++++ Records shown
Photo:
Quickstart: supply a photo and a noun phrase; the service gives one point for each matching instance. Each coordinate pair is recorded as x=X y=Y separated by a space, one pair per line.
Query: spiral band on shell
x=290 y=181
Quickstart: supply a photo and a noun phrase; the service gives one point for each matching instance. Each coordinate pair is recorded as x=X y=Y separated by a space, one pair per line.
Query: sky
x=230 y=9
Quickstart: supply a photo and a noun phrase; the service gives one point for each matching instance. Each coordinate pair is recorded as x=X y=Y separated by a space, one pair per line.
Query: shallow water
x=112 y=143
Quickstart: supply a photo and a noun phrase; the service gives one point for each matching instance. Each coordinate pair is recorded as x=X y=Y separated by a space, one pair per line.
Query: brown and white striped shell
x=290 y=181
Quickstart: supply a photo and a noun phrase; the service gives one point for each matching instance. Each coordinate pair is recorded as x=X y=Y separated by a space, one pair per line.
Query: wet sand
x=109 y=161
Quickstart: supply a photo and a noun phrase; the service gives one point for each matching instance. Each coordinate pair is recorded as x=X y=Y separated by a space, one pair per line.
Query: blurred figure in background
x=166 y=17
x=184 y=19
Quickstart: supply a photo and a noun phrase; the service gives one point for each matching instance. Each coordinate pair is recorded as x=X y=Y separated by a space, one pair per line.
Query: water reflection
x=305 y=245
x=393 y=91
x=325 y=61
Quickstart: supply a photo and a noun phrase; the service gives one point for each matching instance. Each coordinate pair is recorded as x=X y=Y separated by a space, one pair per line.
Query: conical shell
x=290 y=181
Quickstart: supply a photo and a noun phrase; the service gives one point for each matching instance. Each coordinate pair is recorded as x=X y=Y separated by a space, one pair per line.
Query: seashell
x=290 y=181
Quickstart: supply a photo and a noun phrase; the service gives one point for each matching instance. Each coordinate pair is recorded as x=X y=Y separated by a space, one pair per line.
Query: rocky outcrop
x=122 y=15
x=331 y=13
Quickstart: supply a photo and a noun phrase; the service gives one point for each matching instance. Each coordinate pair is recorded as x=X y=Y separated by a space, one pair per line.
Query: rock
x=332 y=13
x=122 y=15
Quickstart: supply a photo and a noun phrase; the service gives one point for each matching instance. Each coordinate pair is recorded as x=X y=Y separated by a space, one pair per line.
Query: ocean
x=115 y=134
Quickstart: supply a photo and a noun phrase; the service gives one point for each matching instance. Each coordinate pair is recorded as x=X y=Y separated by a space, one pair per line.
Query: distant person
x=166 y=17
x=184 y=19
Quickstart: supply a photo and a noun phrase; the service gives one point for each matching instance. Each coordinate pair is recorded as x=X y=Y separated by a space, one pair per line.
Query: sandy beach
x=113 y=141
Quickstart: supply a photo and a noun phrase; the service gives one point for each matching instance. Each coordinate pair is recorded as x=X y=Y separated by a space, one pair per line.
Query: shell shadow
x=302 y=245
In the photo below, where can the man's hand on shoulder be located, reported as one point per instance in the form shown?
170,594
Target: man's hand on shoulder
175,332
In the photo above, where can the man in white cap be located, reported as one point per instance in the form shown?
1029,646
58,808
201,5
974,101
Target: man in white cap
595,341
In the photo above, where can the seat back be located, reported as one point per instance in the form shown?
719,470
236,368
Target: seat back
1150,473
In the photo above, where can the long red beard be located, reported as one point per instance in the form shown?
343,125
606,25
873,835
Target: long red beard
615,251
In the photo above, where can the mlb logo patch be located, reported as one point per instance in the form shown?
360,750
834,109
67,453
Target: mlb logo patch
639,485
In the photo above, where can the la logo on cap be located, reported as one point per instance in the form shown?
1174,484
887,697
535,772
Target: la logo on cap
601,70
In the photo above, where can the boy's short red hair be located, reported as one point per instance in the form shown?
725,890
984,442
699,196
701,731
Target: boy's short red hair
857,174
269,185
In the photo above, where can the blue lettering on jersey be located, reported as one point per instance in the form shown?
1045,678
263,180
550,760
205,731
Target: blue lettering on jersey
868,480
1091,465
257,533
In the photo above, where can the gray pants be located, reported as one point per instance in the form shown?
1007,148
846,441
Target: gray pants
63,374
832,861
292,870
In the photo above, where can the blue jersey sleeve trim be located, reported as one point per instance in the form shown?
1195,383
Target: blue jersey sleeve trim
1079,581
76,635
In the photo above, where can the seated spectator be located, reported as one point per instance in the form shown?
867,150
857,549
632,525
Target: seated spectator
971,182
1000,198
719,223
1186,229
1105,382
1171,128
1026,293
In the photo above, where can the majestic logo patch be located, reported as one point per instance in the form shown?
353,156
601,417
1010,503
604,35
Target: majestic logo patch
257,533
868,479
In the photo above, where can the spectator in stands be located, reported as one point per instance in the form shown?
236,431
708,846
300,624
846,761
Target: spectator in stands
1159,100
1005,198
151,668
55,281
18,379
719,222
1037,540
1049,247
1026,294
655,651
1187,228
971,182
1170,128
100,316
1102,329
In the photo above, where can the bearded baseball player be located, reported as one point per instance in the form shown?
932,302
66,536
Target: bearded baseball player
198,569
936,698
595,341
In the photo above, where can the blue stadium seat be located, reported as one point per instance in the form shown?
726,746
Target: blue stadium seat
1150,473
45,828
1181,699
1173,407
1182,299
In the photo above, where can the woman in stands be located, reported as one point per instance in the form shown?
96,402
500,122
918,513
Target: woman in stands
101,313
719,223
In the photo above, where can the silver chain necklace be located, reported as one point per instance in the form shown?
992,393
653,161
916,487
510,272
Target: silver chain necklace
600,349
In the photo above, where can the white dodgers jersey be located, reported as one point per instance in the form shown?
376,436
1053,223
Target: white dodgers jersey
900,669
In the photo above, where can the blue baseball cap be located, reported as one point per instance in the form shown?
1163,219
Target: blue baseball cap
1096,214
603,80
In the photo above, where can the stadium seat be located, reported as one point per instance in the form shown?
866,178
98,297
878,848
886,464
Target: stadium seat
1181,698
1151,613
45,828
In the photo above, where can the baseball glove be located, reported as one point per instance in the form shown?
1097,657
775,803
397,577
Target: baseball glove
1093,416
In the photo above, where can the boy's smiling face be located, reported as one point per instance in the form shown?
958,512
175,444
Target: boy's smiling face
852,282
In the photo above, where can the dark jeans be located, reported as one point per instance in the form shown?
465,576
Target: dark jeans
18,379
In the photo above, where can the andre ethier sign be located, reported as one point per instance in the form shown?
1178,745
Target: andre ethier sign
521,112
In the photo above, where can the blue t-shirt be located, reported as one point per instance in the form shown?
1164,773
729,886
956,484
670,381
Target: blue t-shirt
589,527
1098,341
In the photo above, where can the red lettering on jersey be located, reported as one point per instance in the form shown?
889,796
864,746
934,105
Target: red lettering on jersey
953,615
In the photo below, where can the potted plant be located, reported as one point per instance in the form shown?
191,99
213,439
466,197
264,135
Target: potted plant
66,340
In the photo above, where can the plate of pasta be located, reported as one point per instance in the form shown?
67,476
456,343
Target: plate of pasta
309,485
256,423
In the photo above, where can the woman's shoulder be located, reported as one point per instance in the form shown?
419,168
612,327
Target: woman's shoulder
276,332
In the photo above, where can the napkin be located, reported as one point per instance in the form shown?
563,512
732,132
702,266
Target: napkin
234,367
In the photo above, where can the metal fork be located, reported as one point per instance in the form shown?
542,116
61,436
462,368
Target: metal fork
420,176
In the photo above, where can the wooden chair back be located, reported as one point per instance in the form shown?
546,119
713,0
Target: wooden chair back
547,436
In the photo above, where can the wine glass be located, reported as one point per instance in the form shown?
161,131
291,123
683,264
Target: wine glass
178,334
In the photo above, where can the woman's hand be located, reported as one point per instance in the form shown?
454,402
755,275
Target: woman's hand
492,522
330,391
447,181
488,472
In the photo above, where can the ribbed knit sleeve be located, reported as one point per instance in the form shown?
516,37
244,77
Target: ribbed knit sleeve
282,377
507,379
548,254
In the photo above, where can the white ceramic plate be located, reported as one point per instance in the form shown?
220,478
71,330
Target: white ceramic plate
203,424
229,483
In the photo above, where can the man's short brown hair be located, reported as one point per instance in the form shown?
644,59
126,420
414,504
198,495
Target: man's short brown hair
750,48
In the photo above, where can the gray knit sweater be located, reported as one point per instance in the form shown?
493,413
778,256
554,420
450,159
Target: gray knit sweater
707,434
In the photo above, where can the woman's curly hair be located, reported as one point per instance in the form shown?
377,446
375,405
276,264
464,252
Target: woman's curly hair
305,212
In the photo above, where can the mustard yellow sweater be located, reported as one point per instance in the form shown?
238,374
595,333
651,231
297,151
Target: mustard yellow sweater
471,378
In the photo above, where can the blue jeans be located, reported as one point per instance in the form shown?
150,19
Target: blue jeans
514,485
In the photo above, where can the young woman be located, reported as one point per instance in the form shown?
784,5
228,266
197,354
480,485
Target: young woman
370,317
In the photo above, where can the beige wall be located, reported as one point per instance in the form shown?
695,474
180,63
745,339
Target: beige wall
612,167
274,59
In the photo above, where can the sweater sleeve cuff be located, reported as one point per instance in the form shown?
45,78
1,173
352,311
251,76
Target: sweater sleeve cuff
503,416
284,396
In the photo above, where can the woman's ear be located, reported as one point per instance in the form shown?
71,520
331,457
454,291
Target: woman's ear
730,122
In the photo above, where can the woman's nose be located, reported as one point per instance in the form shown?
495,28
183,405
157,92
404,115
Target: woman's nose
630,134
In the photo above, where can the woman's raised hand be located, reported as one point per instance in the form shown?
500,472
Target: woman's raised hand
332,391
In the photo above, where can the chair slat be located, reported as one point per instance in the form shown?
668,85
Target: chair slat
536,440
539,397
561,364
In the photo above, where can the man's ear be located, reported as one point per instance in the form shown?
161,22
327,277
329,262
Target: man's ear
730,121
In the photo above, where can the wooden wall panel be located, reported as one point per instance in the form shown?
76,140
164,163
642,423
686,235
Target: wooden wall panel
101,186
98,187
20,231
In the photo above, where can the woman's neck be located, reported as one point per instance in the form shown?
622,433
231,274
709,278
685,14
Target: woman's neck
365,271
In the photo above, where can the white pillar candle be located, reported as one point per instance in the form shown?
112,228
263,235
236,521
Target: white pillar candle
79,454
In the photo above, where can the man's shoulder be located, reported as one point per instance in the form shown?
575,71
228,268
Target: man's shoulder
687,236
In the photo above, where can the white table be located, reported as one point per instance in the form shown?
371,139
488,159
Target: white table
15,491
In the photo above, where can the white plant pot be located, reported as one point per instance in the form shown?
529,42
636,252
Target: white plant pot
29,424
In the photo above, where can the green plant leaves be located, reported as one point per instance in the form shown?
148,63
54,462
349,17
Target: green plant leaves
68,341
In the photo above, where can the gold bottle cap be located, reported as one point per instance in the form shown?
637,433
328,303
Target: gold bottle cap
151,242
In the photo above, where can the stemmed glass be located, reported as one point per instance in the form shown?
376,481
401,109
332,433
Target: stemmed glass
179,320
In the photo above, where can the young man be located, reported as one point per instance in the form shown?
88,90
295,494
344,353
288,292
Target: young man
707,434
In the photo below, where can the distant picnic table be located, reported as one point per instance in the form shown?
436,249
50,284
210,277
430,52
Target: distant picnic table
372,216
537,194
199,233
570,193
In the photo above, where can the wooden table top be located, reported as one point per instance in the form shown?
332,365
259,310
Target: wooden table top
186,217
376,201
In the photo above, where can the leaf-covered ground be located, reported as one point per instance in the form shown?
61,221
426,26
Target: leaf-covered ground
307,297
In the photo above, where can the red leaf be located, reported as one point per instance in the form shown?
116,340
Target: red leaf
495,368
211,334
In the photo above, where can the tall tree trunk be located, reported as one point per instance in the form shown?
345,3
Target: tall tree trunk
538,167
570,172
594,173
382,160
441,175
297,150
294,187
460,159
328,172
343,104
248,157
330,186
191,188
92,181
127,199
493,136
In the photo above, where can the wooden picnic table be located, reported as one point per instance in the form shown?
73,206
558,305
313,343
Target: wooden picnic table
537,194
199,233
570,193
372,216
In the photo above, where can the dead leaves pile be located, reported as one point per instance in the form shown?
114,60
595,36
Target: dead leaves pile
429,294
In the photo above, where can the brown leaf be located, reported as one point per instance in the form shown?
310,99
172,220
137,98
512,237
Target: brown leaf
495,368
++++++++
*Requirement*. Transcribe the records above exactly, but only from the line that contains "In the photo above, where can the green" through their final line, inclusive.

*Final result*.
In the photo above, where can the green plant leaves be located, reported as one point per instance in the form shown?
148,63
54,462
349,17
Target: green plant leaves
68,341
In the photo above, where can the gold bottle cap be located, reported as one point per instance in the form shown?
637,433
328,303
Target: gold bottle cap
151,242
In the photo above, where can the stemmed glass be located, reported as one point per instance in the form shown?
376,481
401,109
332,433
Target: stemmed glass
179,320
In the photo above, where can the young man be located, reported as one point per instance in the form shown?
88,90
295,494
344,353
288,292
Target: young man
707,434
In the photo below, where can the distant picnic table be located, reported as one point per instance in the form shown?
436,249
50,284
210,277
430,52
Target: distant picnic table
372,216
537,194
199,233
570,193
In the photo above, where can the wooden table top be located, reported as one point per instance in the form shown?
332,365
259,310
Target: wooden table top
186,217
376,201
In the photo above, where can the leaf-covered ground be located, reported as one point per instance in the form shown?
61,221
426,26
Target: leaf-covered ground
307,297
In the photo above, where can the red leaf be located, reported as one point per instance in the form shown?
116,340
Target: red leaf
495,368
211,334
In the photo above, where can the tall tree trunk be located, reported as one point per instance in the form shown?
345,3
Target: tall tree trunk
538,167
570,172
594,173
382,160
441,175
297,150
294,187
460,159
328,172
343,104
248,157
330,186
191,188
92,181
127,199
493,136
In the photo above, where can the wooden picnic table be located, reported as one point per instance in the form shown?
73,206
558,305
313,343
Target: wooden picnic table
537,194
199,233
570,193
372,216
In the photo above, where can the dead leaves pile be located, reported as one point per instance in the form shown?
114,60
595,36
Target: dead leaves pile
429,294
In the photo above, where can the brown leaf be located, reported as one point per instance in the form shown?
310,99
172,220
137,98
512,237
Target: brown leaf
495,368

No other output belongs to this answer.